Но облику этому — ни в чем не соответствовали сочинения Бродского: все это мрачное, гулкое, исполненное зловещей обстоятельности, выверенное бормотание почти сомкнутых уст; слова Бродского не терпели пустоты, пролетов, взвизгов, даже чересчур глубоких вздохов; он фильтровал феню — и потому основной корпус его стихов представляет собою черные, без блеска и изломов, скальные наросты вулканического происхождения, озаряемые ночным рассеянным светолучением, испускаемым не Луною, но Сатурном, Ураном и Марсом — при сильном, однонаправленном, без порывов, мокром западном ветре. Западный ветер не принесен сюда метафорою; зрелая поэзия Бродского, с точки зрения "суммы приемов", — есть как бы воссоздание ("перевод") в отечественных пределах некоего неведомого, несуществующего европейского подлинника, — англосаксонского, по преимуществу. Думаю также, что стихи его весьма проигрывали в авторском чтении с кафедры; в публичном голосе поэта было чересчур много мелики и высокопарного рыдания; но и в любом другом чтении вслух Бродский проигрывает; его следует читать про себя, и не с листа, а по возможности на память, отгородясь от посторонних шумов: тому выражению, которое навечно застыло и утвердилось на лице его стихотворений, мешает дробная мимика, неизбежная при артикуляции.

*Представленные записи*:

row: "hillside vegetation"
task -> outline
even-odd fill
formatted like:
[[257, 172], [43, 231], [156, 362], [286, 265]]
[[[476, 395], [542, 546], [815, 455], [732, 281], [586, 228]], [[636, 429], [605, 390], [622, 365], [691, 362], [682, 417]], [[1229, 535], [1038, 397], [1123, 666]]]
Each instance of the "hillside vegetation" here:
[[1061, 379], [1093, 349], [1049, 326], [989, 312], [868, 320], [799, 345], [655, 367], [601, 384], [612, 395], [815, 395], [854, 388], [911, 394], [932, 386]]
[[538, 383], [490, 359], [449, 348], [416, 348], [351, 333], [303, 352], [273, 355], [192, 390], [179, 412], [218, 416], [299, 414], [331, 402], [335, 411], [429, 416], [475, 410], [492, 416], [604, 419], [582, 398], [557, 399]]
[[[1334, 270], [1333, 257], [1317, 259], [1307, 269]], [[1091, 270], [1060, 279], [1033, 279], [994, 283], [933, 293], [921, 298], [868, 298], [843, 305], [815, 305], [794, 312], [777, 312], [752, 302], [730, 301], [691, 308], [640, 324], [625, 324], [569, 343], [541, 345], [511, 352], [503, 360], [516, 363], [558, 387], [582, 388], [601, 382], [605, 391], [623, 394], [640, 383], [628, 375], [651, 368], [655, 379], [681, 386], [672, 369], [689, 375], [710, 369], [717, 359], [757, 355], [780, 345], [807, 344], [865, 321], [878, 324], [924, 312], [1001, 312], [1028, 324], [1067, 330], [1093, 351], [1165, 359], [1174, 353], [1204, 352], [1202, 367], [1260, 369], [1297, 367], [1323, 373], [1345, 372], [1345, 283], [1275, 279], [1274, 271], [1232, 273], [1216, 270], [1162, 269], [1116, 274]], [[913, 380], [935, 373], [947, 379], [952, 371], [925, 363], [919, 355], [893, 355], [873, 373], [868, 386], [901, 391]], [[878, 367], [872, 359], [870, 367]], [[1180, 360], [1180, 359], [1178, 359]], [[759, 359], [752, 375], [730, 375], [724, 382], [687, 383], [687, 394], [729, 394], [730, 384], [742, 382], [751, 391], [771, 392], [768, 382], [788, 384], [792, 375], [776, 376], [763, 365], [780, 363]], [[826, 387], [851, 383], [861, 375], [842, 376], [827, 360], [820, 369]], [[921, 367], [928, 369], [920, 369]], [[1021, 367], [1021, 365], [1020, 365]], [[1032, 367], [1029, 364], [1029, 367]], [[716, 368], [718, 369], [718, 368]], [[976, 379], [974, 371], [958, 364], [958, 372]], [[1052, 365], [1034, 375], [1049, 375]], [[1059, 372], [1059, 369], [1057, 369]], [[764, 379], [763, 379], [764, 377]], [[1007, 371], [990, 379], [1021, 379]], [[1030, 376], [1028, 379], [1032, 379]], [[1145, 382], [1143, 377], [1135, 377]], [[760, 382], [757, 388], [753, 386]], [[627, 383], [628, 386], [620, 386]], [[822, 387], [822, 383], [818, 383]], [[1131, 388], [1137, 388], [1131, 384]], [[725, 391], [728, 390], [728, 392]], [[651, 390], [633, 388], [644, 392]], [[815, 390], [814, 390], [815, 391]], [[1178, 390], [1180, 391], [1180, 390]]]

*Задания для выполнения*:
1: Перечислите все небесные тела, названные в тексте о стихах Бродского.
2: Воспроизведите без изменений строки записей с самого начала вплоть до строки с «[[257, 172], [43, 231], [156, 362], [286, 265]]» включительно.
Текст и записи никак не связаны друг с другом.

*Ответы к заданиям*:
1: Луна, Сатурн, Уран, Марс.

2:
row: "hillside vegetation"
task -> outline
even-odd fill
formatted like:
[[257, 172], [43, 231], [156, 362], [286, 265]]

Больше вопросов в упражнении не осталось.